*Directive*: Write out the records again, exactly, leaving none out.

[Records of labeled points]

┄┄┄┄┄┄┄┄┄┄┄┄┄┄┄┄┄┄┄┄

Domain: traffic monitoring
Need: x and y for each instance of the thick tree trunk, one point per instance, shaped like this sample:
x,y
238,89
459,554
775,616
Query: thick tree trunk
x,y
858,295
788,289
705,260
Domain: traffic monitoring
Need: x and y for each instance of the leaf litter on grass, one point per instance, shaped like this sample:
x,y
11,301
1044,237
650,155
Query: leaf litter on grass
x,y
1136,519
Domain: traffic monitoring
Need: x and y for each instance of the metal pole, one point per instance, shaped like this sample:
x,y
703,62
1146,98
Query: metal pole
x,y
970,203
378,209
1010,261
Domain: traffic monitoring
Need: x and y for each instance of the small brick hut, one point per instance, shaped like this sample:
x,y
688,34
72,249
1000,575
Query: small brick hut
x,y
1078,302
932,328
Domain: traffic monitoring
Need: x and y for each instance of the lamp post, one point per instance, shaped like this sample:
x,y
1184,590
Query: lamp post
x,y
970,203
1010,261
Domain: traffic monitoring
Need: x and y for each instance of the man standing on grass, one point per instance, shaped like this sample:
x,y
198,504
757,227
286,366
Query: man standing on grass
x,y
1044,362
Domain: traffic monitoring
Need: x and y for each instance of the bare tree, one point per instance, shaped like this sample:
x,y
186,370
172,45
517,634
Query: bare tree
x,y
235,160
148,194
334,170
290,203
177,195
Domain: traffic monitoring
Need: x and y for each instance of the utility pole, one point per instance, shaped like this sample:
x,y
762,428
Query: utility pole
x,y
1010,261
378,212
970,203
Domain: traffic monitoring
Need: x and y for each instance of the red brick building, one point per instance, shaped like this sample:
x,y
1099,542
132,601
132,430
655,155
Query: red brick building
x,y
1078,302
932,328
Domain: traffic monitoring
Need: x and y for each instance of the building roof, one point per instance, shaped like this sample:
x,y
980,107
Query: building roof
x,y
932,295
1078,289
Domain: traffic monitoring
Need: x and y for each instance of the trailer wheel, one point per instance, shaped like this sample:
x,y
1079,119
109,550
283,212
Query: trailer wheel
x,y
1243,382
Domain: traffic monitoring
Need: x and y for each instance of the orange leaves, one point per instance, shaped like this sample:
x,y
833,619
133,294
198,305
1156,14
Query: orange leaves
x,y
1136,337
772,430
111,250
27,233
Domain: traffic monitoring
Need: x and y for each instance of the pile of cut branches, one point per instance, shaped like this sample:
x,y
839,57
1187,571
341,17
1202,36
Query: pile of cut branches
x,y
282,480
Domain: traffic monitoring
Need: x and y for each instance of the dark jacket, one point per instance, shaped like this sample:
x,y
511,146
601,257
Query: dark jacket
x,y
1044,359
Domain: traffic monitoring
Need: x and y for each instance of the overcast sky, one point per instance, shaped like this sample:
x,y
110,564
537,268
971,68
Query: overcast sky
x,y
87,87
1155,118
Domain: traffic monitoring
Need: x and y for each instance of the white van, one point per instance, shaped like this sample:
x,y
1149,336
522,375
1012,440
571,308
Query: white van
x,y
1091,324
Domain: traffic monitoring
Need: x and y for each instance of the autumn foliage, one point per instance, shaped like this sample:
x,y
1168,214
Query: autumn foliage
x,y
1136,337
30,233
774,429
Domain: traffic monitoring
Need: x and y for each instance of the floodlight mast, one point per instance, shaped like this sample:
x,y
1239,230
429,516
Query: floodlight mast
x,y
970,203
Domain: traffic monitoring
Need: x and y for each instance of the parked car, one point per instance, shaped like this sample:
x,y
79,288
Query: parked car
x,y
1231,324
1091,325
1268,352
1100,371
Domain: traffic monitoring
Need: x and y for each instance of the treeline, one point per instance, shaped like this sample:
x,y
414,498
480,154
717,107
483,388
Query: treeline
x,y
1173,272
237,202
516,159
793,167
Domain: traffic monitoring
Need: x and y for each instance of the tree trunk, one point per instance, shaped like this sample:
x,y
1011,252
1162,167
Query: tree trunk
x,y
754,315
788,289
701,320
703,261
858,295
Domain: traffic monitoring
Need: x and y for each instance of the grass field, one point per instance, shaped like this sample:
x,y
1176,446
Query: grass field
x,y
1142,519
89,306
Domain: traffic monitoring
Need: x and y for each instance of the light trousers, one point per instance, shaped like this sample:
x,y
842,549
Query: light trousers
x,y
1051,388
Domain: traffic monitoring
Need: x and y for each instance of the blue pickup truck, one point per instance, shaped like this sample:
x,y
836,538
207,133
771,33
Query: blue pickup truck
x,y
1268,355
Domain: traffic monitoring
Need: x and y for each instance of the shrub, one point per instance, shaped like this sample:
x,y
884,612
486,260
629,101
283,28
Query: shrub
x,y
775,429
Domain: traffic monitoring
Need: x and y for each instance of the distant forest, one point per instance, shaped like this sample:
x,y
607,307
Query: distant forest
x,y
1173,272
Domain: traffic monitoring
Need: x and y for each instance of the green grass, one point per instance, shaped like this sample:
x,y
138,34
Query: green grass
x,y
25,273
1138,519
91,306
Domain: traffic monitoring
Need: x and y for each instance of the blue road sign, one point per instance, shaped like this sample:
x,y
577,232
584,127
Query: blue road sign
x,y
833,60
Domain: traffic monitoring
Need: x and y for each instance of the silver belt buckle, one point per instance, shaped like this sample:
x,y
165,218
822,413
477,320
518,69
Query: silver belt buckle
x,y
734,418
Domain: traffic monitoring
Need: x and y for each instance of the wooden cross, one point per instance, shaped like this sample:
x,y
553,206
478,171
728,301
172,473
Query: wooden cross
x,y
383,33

┄┄┄┄┄┄┄┄┄┄┄┄┄┄┄┄┄┄┄┄

*Expected answer*:
Domain: traffic monitoring
Need: x and y for each instance of the thick tree trunk, one point per instance, shaped like this sample:
x,y
238,89
459,554
775,616
Query: thick tree trunk
x,y
858,295
788,289
705,260
Domain: traffic monitoring
Need: x and y for each instance of the leaf litter on grass, one point per instance, shaped like this sample:
x,y
11,301
1044,237
650,155
Query: leaf litter on grass
x,y
1136,519
Domain: traffic monitoring
Need: x and y for each instance of the metal pole, one point per instance, shaped like this sample:
x,y
703,62
1146,98
Query: metal pole
x,y
970,203
378,209
1010,261
Domain: traffic monitoring
Need: x and y for each instance of the small brick hut, one point per instance, shaped like this sample:
x,y
688,34
72,249
1000,575
Query: small brick hut
x,y
1078,302
932,328
Domain: traffic monitoring
Need: x and y for each instance of the lamp post, one point per instance, shaped like this sample:
x,y
1184,590
Query: lamp post
x,y
970,203
1010,261
Domain: traffic monitoring
Need: x and y for each instance of the man standing on grass, one point per instance, shaped like this sample:
x,y
198,504
757,227
286,366
Query: man standing on grass
x,y
1044,362
Domain: traffic monitoring
Need: x and y for each instance of the bare tree, one point per instance, shaped like this sample:
x,y
186,370
172,45
517,634
Query: bare tree
x,y
235,160
148,194
334,170
290,203
177,195
Domain: traffic monitoring
Need: x and y for each instance of the utility pole, one point per instance, shaped like this sample:
x,y
762,428
Query: utility pole
x,y
1010,261
378,212
970,203
Domain: traffic monitoring
Need: x and y for each instance of the red brick building, one point per instance, shaped like this sample:
x,y
1099,542
132,601
132,430
655,155
Query: red brick building
x,y
1078,302
932,328
Domain: traffic monitoring
Need: x and y for each instance of the building roof, one point per instance, shaped like this sample:
x,y
980,107
Query: building roof
x,y
932,295
1078,289
Domain: traffic monitoring
Need: x and y for each instance of the trailer wheel, one point per instance, shaped like this sample:
x,y
1079,119
109,550
283,212
Query: trailer wheel
x,y
1243,382
Domain: traffic monitoring
Need: x and y for each instance of the orange leaves, one point per instance, shaped like this sample:
x,y
833,619
133,294
198,305
1156,14
Query: orange leaves
x,y
1136,337
772,430
111,250
27,233
Domain: traffic monitoring
Need: x and y for each instance of the pile of cut branches, one point per instance, shaped like this sample:
x,y
839,57
1187,571
341,17
1202,36
Query: pile of cut branches
x,y
282,480
Domain: traffic monitoring
Need: x and y for each instance of the dark jacket, one point per instance, shaped like this sample:
x,y
511,146
601,257
Query: dark jacket
x,y
1044,359
Domain: traffic monitoring
Need: x and y for each instance of the overcast sky, one point per instance, shaped like this sample:
x,y
110,564
537,268
971,68
Query: overcast sky
x,y
87,87
1155,118
Domain: traffic monitoring
Need: x and y for each instance of the white van, one point per instance, shaped like this sample:
x,y
1149,336
522,375
1012,440
571,308
Query: white van
x,y
1091,324
Domain: traffic monitoring
Need: x and y for each instance of the autumn foliage, one point per instance, shaped like this sample:
x,y
1168,214
Query: autumn foliage
x,y
1136,337
30,233
774,429
Domain: traffic monitoring
Need: x and y for each instance of the floodlight mast, one point per instance, shaped like this sample:
x,y
1239,230
429,516
Query: floodlight mast
x,y
970,203
Domain: traffic monitoring
Need: x and y for each instance of the parked car, one point per instance, shaped like this sample:
x,y
79,288
Query: parked car
x,y
1231,324
1091,325
1268,352
1100,371
Domain: traffic monitoring
Need: x and y for each instance of the treeline, one point per instance, shaped like this sample:
x,y
414,498
480,154
717,107
483,388
Query: treeline
x,y
1173,272
237,202
516,159
793,167
Domain: traffic monitoring
Need: x and y for each instance of the tree trunk, one point per instance, shaped like this sample:
x,y
1011,252
1162,167
Query: tree trunk
x,y
754,315
788,289
701,320
703,261
858,295
Domain: traffic monitoring
Need: x and y for each instance of the grass field, one point per instance, shaped like this sample:
x,y
1176,446
Query: grass field
x,y
1142,519
89,306
Domain: traffic monitoring
Need: x and y for each instance of the light trousers, one point per instance, shaped like this sample:
x,y
842,549
Query: light trousers
x,y
1051,388
Domain: traffic monitoring
Need: x and y for each instance of the blue pickup truck, one point per instance, shaped like this sample:
x,y
836,538
207,133
771,33
Query: blue pickup truck
x,y
1268,355
Domain: traffic monitoring
Need: x and y for each instance of the shrub, one point per instance, shaped like this sample:
x,y
884,612
486,260
629,101
283,28
Query: shrub
x,y
775,429
Domain: traffic monitoring
Need: x and y for each instance of the distant forest, one point per instance, shaped like this sample:
x,y
607,307
Query: distant forest
x,y
1173,272
Domain: traffic monitoring
Need: x and y for each instance of the green grass, one point per instance, shaped like this sample:
x,y
138,34
Query: green grass
x,y
25,273
1138,519
91,306
Domain: traffic monitoring
Need: x and y for each instance of the blue road sign, one point per instance, shaped like this sample:
x,y
577,232
584,127
Query: blue road sign
x,y
833,60
Domain: traffic monitoring
Need: x and y for each instance of the silver belt buckle, one point per instance, shaped like this sample:
x,y
165,218
822,413
477,320
518,69
Query: silver belt buckle
x,y
734,418
Domain: traffic monitoring
Need: x and y for each instance of the wooden cross, one point per instance, shaped like this sample:
x,y
553,206
478,171
728,301
172,473
Query: wooden cross
x,y
383,33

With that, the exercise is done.